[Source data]
- - - - - - -

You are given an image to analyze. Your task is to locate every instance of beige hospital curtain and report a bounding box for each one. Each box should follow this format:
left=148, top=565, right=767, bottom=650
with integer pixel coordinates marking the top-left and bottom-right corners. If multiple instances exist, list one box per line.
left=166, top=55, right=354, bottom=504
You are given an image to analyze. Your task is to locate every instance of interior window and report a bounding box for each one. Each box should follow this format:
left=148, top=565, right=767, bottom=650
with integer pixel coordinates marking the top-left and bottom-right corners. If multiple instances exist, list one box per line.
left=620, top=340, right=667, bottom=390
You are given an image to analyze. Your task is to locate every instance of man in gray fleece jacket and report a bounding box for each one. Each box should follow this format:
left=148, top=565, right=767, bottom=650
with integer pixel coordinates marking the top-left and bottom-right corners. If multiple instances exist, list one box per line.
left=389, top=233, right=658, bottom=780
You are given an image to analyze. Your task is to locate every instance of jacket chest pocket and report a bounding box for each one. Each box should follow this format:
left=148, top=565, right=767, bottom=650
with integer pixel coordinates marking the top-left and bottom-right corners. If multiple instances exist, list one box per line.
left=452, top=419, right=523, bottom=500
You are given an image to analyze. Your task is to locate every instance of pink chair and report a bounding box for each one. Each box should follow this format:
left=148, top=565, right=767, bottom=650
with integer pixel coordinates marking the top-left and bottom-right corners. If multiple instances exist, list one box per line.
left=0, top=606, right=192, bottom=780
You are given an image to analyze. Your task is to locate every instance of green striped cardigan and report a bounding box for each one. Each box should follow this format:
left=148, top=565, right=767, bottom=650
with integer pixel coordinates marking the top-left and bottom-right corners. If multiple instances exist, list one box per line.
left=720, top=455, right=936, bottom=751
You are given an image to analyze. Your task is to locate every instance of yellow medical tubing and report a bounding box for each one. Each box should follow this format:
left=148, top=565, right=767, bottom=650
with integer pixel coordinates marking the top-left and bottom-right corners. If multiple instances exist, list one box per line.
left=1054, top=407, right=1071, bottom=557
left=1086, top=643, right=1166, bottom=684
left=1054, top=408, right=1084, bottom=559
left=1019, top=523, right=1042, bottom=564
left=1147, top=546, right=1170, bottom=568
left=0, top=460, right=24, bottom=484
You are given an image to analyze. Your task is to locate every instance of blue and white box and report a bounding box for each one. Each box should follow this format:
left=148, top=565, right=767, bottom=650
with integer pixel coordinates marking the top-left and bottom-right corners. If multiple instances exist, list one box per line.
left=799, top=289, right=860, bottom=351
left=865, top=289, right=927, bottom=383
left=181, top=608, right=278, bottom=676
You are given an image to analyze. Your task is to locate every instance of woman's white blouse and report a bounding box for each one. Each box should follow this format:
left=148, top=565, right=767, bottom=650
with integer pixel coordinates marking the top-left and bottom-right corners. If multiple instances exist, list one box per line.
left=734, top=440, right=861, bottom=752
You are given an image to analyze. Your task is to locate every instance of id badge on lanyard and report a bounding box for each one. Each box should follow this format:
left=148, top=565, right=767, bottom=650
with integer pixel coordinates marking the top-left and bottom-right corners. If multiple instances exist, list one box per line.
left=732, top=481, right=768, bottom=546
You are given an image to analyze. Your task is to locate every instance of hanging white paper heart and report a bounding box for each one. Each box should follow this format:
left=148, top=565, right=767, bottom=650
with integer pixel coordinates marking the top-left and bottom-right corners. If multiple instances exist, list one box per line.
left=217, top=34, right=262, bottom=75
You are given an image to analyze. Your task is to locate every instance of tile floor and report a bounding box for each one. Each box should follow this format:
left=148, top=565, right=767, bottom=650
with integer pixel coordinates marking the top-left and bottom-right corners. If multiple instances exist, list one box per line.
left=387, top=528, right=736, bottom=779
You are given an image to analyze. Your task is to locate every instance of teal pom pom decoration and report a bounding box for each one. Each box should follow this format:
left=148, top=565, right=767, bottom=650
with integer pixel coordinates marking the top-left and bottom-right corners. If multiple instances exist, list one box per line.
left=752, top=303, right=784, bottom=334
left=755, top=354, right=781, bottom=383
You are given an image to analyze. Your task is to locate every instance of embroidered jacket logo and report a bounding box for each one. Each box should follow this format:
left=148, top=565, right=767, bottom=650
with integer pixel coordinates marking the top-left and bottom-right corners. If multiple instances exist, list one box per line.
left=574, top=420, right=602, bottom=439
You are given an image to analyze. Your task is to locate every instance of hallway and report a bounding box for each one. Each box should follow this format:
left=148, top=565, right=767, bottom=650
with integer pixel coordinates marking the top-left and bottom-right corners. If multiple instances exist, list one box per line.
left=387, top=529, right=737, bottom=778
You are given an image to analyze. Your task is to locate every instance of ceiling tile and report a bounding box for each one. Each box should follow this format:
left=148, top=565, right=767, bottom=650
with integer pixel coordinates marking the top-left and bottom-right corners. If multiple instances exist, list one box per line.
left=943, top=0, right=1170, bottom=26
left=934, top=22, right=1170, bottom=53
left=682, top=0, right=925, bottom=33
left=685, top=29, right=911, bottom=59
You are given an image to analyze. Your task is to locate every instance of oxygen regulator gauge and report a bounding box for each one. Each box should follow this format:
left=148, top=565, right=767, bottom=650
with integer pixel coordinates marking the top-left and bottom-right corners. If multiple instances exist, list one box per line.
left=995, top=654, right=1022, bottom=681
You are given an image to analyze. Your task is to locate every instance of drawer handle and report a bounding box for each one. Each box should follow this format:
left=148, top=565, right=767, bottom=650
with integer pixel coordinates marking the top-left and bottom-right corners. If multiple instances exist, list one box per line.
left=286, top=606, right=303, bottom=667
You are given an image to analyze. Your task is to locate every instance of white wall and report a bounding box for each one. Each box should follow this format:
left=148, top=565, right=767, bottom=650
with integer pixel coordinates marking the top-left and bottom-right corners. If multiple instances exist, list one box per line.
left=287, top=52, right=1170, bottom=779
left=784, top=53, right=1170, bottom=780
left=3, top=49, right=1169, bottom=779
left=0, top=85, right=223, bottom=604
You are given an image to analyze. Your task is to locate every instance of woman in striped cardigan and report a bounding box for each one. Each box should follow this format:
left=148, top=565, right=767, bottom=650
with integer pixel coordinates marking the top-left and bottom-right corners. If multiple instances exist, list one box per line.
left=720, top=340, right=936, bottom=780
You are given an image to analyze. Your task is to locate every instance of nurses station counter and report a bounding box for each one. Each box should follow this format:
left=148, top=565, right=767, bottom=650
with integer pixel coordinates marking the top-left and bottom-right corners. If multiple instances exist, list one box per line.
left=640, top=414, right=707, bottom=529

- - - - - - -

— WHAT YOU ARE ASKED TO DO —
Every record above is to be transcribed exactly.

— YOUR SOLUTION —
You are given an image to analyze. Your task is to locate every instance of beige hospital curtain and report a bounding box for each one. Each box should follow this format:
left=148, top=565, right=767, bottom=650
with integer pixel coordinates marking the top-left and bottom-right corners. If multiple instances exist, list one box per line.
left=166, top=55, right=354, bottom=504
You are given an image to analyze. Your task is to locate every instance of interior window and report a bounding box for each one. Each box should follow this format:
left=148, top=565, right=767, bottom=650
with integer pixel coordinates marking the top-left and bottom-right corners. If multiple instances exist, list one box per line.
left=620, top=340, right=667, bottom=390
You are given an image to analyze. Your task is to locate every instance of man in gray fleece jacket and report a bounding box for each one. Each box should follow this format:
left=148, top=565, right=767, bottom=650
with integer pixel coordinates marking the top-left and bottom-right corners. If multiple instances exist, list one box per line.
left=389, top=233, right=658, bottom=780
You are given an image to analyze. Your task is to locate every instance of jacket chest pocket and report a bounding box for each one. Each box should follow this format:
left=148, top=565, right=767, bottom=650
with integer pixel coordinates marking the top-left and bottom-right corners. If multiple instances exist, list one box per line.
left=452, top=419, right=523, bottom=500
You are given an image to analyze. Your task is to locate every instance of pink chair and report a bounding box for each one. Each box should follow this format:
left=148, top=565, right=767, bottom=650
with integer pixel coordinates marking the top-left and bottom-right corners. If multiple instances exist, list one box per line.
left=0, top=606, right=192, bottom=780
You are given an image to analyze. Your task is to locate every instance of green striped cardigan and report a bounding box for each one. Each box should follow this format:
left=148, top=565, right=767, bottom=650
with integer pixel coordinates marking the top-left and bottom-right corners. If multiple instances exist, list one box per line.
left=720, top=455, right=936, bottom=751
You are given an image to analyze. Your task is to locate every instance of yellow medical tubing and report a bounding box for each one. Each box should follow this format:
left=148, top=565, right=767, bottom=650
with integer pixel coordinates marking the top-left and bottom-right corners. If multiple instances exist, list one box per line.
left=1054, top=407, right=1071, bottom=557
left=1086, top=643, right=1166, bottom=684
left=1054, top=408, right=1084, bottom=559
left=1019, top=523, right=1042, bottom=564
left=1147, top=546, right=1170, bottom=568
left=0, top=460, right=24, bottom=484
You are given an image to analyze. Your task is to locate every instance of blue and white box and report a bounding box for each one. Each box should follow this format:
left=148, top=565, right=767, bottom=650
with integer pixel coordinates marking the top-left and bottom-right corners. If multiple instances exist, list one box per line.
left=799, top=289, right=860, bottom=351
left=865, top=289, right=927, bottom=383
left=181, top=608, right=278, bottom=676
You are given an image to analyze. Your task is to locate every instance of woman's white blouse and report a bounding box for each one. Each box should follow this format:
left=148, top=565, right=767, bottom=650
with integer pixel coordinates marking the top-left and bottom-right corners. If multiple instances exist, list one box per line.
left=734, top=440, right=861, bottom=752
You are given an image to analyze. Your task is to locate every instance of id badge on lanyard and report a bounding box for each one. Each box should follow this format:
left=148, top=565, right=767, bottom=650
with integer pixel coordinates marking the top-left and bottom-right corners. If multiple instances exist, list one box per line.
left=732, top=481, right=768, bottom=546
You are given an image to analyze. Your task is to locate every instance of hanging white paper heart and report a bounding box for each one. Each box should follow this format:
left=148, top=565, right=767, bottom=650
with integer pixel coordinates marking the top-left and bottom-right corners. If multiple instances exist, list one box per line.
left=217, top=34, right=262, bottom=75
You are given an image to analyze. Your task is to locate every instance of tile floor and report a bounding box for each one. Each box should follow this format:
left=148, top=565, right=767, bottom=650
with integer pixel coordinates marking the top-left and bottom-right corners. If multiple instances exist, list one box per line.
left=387, top=528, right=736, bottom=779
You are given an image to analyze. Your task is to locate every instance of teal pom pom decoration and report a bounding box for each one. Each box should follow this format:
left=148, top=565, right=767, bottom=650
with integer pixel coordinates marking the top-left and bottom-right corners. If multiple instances exist, list one box per line.
left=752, top=303, right=784, bottom=334
left=755, top=354, right=781, bottom=383
You are given an image to analyze. Your task is to locate every instance of embroidered jacket logo and report a bounding box for each one. Each box should follow this format:
left=148, top=565, right=767, bottom=650
with integer pixel coordinates marking the top-left and bottom-right corners. If multiple instances exist, list one box per line.
left=574, top=420, right=602, bottom=439
You are given an image to analyze. Your task is to locate every instance of hallway and report a bounding box for each one. Each box should follow this format:
left=148, top=565, right=767, bottom=650
with integer pixel coordinates marking the top-left and bottom-right corners. If multiple instances exist, list one box per line.
left=387, top=529, right=737, bottom=778
You are given an image to analyze. Your task is to locate every instance of ceiling tile and report a bounding box for each one. Each box should follow this format:
left=148, top=565, right=767, bottom=650
with integer pixel coordinates marking the top-left and bottom-right corners. If multiple instances exist, list one box per line.
left=943, top=0, right=1170, bottom=26
left=934, top=22, right=1170, bottom=53
left=682, top=0, right=925, bottom=33
left=685, top=29, right=911, bottom=59
You are given an image to analyze. Your task is to locate every instance of oxygen regulator gauge and report a bounding box for each one. Each box should follow this format:
left=148, top=565, right=767, bottom=650
with integer pixel coordinates marking the top-left and bottom-right corners. If multiple instances exist, list one box per line.
left=995, top=654, right=1022, bottom=681
You are given an image to analyze. Your task is to locate every instance of drawer handle and report a bounding box for each one. Each box should follow this format:
left=148, top=565, right=767, bottom=650
with integer pixel coordinates marking the top-left and bottom-right corners. If multiple instances exist, list one box per line.
left=286, top=606, right=303, bottom=667
You are given an image to analyze. Your task is to locate every instance of white wall and report a bounding box for each one. Each box should follow this format:
left=148, top=565, right=767, bottom=650
with integer pixel coordinates marking the top-left and bottom-right corners. If multiple instances exist, list one box per line.
left=287, top=52, right=1170, bottom=779
left=784, top=53, right=1170, bottom=780
left=3, top=49, right=1169, bottom=779
left=0, top=85, right=223, bottom=604
You are given an image to analyze. Your task is to locate every instance of woman in striped cardigan and report a bounding box for each one. Each box should follow this format:
left=148, top=565, right=767, bottom=650
with integer pixel coordinates marking the top-left and bottom-right corners. If multiple instances exist, list one box per line.
left=720, top=340, right=936, bottom=780
You are given an image to analyze. Your task is to locate every instance of nurses station counter and report a bounding box for each one. Each box should follow this format:
left=148, top=565, right=767, bottom=650
with integer pixel coordinates marking the top-left and bottom-right corners. If multiple instances exist, list one box per line.
left=640, top=414, right=707, bottom=529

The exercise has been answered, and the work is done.